Start of Block

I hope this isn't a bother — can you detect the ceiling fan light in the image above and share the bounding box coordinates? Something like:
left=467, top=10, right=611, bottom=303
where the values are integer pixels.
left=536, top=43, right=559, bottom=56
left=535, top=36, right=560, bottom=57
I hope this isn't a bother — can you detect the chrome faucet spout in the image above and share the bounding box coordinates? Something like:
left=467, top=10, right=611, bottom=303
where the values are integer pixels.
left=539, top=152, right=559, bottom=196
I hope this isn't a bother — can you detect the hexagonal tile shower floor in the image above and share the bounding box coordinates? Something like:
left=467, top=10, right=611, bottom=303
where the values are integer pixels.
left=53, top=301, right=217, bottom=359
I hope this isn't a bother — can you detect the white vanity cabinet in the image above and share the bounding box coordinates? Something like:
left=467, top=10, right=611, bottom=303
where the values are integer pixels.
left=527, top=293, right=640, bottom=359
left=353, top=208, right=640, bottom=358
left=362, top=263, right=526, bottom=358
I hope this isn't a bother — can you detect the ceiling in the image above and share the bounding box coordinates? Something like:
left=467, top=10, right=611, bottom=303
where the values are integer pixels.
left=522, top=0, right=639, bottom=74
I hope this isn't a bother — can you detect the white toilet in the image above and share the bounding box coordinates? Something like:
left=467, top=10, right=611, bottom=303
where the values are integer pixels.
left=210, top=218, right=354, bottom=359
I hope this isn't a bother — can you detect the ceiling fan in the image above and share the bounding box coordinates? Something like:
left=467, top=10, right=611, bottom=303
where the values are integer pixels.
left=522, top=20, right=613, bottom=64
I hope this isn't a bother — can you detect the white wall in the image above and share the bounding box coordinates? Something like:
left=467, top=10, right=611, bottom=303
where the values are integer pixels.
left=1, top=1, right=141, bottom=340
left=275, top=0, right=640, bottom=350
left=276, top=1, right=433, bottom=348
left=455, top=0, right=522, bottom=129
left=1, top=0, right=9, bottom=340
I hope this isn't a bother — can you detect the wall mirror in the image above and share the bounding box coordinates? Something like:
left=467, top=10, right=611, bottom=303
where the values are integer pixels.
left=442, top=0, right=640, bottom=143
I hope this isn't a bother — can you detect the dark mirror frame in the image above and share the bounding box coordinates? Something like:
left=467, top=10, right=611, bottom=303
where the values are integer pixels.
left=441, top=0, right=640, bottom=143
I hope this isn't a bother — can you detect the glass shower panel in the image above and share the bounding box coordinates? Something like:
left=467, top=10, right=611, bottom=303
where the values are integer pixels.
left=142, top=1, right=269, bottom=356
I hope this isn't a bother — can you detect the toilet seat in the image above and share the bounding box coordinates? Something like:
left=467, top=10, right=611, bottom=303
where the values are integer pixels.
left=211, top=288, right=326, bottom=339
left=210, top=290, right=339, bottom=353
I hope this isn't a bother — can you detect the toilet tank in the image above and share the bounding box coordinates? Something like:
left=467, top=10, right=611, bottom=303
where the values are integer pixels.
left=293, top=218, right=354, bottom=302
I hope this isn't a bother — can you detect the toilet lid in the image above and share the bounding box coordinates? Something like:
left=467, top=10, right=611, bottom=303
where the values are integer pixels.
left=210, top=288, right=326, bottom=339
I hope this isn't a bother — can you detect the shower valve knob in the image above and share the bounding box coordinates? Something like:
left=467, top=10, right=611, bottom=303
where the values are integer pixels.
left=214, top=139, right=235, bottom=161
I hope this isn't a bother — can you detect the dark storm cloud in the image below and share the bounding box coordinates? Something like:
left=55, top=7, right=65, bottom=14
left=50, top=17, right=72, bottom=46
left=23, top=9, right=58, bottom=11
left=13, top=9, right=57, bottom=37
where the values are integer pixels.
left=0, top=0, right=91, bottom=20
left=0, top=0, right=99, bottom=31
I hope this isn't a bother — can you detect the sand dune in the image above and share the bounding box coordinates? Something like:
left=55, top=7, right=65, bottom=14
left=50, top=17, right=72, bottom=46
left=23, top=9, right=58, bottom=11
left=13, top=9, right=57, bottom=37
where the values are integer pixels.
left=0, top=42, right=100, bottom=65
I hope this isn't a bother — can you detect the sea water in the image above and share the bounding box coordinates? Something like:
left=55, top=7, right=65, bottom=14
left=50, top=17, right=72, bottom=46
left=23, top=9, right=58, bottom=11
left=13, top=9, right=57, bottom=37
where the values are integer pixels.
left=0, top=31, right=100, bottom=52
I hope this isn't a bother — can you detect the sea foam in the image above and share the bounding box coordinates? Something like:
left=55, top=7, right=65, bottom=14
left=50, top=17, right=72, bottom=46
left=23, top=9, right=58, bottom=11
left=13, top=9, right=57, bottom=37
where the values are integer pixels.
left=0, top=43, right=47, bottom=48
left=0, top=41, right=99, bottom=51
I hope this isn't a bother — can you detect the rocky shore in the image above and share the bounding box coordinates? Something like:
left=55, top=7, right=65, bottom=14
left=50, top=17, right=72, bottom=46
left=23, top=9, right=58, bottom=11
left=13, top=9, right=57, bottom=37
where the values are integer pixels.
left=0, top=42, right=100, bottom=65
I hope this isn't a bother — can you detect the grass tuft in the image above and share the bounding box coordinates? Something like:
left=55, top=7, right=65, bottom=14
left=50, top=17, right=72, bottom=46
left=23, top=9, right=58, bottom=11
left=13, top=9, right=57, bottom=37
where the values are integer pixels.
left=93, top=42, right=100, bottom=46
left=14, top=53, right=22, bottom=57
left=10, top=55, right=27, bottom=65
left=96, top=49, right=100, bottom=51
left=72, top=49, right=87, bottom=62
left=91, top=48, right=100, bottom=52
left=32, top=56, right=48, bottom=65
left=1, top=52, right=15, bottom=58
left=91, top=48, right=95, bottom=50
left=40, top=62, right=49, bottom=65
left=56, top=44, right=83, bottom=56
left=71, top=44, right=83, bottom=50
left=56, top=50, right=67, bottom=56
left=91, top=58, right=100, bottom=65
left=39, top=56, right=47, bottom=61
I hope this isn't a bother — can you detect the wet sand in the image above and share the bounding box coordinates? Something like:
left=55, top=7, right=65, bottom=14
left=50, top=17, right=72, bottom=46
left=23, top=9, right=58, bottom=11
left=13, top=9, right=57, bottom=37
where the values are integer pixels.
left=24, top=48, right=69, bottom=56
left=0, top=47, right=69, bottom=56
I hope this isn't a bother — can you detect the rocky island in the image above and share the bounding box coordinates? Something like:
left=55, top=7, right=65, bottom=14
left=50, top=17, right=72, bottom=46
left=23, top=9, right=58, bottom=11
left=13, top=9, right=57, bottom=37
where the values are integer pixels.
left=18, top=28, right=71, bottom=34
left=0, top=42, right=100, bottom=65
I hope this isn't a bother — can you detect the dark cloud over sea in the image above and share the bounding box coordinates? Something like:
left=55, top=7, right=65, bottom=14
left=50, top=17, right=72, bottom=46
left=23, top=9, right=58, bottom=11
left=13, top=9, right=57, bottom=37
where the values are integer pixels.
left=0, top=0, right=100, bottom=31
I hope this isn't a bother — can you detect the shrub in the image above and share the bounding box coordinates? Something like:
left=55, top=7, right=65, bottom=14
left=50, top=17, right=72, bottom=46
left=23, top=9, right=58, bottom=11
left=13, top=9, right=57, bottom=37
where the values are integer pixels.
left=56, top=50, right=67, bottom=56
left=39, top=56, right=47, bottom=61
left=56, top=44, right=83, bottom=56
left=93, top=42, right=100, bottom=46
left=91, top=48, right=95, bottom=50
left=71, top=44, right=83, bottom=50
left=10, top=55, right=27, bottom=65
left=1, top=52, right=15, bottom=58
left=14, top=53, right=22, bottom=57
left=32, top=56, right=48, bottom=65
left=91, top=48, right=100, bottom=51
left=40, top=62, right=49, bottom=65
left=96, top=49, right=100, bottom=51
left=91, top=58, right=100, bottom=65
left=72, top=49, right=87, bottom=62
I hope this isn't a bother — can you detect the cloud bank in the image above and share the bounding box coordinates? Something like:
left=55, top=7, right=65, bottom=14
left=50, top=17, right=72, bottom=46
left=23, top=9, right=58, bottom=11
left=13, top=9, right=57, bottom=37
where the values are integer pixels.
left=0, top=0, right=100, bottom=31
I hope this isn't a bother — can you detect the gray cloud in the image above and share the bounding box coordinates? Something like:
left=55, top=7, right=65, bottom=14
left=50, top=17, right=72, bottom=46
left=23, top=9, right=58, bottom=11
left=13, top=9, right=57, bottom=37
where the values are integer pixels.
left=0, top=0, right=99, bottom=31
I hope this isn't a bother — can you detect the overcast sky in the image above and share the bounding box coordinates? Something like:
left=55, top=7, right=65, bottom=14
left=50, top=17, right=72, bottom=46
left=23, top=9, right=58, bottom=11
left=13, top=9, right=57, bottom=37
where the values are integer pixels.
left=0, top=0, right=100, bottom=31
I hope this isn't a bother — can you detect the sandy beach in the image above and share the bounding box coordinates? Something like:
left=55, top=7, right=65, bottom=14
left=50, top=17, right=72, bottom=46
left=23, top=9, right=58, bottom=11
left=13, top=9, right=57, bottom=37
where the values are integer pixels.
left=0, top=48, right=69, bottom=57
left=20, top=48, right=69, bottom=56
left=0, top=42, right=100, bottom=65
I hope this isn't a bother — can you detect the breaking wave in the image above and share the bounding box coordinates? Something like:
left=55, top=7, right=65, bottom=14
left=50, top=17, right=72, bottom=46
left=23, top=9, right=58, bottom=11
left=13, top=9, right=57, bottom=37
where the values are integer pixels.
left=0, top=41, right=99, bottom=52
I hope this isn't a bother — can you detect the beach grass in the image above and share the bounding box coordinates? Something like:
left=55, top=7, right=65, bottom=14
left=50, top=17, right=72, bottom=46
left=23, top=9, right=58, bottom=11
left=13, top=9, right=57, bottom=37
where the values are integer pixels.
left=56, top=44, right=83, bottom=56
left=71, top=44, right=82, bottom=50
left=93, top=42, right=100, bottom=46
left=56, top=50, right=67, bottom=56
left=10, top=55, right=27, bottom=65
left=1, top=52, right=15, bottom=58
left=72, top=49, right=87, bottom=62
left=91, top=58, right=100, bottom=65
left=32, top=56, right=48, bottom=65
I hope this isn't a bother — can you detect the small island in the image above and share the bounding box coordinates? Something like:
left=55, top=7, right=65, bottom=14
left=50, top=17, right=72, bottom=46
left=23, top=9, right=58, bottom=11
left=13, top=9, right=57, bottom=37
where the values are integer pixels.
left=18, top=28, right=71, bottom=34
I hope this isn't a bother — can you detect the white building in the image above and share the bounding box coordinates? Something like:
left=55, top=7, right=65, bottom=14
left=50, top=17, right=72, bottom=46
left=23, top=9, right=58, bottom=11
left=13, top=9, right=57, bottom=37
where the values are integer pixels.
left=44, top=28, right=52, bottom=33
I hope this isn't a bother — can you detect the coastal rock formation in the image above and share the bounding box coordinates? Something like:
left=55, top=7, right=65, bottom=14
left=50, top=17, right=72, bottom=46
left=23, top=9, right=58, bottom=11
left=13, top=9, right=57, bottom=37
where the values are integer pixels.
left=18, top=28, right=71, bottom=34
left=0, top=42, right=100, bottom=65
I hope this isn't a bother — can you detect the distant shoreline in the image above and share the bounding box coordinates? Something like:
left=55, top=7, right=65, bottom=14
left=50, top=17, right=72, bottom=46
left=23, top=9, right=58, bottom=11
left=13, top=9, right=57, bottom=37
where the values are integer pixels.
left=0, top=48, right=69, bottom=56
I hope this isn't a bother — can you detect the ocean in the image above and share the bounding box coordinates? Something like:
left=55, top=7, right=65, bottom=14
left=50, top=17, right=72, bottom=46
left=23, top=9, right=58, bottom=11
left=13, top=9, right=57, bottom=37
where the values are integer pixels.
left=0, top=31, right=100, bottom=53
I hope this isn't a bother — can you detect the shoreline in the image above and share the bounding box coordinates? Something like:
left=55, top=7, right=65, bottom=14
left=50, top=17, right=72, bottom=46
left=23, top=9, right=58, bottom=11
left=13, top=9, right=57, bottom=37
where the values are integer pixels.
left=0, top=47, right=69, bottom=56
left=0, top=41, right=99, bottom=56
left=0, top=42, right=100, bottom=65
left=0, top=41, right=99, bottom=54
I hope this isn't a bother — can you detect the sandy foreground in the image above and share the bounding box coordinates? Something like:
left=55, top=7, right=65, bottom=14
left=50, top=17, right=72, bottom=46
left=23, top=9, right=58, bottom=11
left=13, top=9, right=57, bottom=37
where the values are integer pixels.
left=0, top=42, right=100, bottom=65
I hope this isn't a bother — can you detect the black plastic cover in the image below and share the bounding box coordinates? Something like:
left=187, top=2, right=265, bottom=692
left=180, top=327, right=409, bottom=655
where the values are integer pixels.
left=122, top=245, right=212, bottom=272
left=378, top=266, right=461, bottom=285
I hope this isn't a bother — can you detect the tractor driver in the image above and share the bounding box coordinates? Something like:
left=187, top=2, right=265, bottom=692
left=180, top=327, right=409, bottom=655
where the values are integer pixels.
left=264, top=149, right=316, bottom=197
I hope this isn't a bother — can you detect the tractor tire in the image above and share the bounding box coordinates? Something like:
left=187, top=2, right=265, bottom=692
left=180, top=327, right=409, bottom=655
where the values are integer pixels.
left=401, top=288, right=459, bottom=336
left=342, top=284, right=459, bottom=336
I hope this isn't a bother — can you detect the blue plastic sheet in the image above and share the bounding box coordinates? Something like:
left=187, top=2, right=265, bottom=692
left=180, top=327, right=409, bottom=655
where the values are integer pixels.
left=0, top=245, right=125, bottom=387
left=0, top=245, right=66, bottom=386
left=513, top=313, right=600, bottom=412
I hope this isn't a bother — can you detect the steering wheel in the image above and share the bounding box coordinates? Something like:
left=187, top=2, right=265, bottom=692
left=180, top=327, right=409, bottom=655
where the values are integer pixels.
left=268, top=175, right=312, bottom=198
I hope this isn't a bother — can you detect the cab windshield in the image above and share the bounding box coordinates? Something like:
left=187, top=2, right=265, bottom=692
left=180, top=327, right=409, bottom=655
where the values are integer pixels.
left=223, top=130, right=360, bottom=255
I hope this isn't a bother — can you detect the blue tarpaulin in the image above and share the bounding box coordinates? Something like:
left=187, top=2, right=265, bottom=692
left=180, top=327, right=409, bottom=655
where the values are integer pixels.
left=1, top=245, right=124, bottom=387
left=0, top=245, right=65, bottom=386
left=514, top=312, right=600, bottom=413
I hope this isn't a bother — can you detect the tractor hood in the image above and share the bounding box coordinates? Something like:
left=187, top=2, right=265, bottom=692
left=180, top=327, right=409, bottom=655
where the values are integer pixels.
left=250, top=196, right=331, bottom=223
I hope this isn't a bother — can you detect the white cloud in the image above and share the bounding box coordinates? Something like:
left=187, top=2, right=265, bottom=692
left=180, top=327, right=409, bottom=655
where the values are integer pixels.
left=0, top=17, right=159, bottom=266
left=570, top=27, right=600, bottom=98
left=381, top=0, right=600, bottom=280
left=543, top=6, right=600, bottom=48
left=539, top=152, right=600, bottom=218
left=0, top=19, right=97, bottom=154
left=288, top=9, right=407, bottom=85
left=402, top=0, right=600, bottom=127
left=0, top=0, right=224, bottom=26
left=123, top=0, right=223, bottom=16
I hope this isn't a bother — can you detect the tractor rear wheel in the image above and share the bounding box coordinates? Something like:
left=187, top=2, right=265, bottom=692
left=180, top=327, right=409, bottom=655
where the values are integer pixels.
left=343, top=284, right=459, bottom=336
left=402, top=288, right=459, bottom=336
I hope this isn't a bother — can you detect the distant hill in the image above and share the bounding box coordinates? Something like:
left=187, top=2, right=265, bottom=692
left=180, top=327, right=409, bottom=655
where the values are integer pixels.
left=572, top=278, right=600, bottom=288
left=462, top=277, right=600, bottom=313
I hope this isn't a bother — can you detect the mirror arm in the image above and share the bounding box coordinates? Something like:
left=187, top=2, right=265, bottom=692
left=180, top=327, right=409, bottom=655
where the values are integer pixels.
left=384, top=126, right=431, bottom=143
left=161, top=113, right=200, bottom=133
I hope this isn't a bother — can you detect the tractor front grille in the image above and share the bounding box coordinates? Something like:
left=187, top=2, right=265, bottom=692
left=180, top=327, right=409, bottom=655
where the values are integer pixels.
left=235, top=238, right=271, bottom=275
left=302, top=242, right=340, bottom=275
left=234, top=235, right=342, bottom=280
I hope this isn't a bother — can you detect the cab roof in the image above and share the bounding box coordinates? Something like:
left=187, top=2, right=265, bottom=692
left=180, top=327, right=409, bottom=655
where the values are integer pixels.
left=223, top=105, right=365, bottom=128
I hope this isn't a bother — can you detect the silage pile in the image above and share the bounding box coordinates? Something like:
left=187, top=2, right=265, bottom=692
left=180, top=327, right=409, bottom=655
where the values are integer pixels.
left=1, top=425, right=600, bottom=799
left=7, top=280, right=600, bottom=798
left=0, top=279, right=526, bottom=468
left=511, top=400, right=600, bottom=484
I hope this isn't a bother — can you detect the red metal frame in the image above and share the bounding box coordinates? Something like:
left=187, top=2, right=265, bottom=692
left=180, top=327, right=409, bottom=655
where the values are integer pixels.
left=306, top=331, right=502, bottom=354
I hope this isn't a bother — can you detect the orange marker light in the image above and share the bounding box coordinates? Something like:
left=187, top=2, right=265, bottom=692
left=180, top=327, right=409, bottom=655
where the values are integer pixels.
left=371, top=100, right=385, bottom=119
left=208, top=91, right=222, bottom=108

End of Block

> [What the task asks]
The required answer is each line of the data in which the word "wheel" appears.

> [Exercise output]
I hope this isn't a bother — can you detect the steering wheel in the image above and share the bounding box coordinates? Something like:
I hope this isn't a bother — can you detect the tractor rear wheel in the image above and share the bounding box coordinates? Something like:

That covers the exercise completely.